##### THE DATA #####

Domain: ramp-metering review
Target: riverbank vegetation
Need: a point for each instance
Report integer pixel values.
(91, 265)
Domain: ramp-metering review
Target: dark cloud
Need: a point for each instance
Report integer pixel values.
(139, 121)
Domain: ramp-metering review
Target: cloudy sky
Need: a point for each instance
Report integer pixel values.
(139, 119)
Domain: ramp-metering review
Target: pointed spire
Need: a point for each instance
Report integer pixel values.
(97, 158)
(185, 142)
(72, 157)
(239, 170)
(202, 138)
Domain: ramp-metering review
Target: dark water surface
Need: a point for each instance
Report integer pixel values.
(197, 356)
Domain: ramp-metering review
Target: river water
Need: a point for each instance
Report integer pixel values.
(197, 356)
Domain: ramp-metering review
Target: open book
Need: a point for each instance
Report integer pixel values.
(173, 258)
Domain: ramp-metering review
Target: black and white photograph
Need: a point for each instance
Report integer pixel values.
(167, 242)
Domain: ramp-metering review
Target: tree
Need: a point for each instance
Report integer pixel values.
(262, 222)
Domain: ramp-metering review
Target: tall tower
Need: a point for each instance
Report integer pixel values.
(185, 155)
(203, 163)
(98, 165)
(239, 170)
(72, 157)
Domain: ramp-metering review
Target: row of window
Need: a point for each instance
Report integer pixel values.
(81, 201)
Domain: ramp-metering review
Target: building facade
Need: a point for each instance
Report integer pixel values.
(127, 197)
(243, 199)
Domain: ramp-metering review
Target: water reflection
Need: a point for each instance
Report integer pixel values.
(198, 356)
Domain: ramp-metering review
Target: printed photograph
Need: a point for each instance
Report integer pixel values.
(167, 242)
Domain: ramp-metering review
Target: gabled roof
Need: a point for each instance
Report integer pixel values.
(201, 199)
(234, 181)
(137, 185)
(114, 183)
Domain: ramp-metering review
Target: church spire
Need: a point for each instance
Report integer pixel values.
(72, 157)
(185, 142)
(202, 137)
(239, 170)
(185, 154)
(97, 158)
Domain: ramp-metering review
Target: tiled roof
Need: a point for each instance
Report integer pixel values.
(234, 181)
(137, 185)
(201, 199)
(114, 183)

#####

■ EXERCISE: Among the lines of the data, which ones contain the word "spire"? Show them.

■ RESULT OF THE EXERCISE:
Target: pointed spire
Target: church spire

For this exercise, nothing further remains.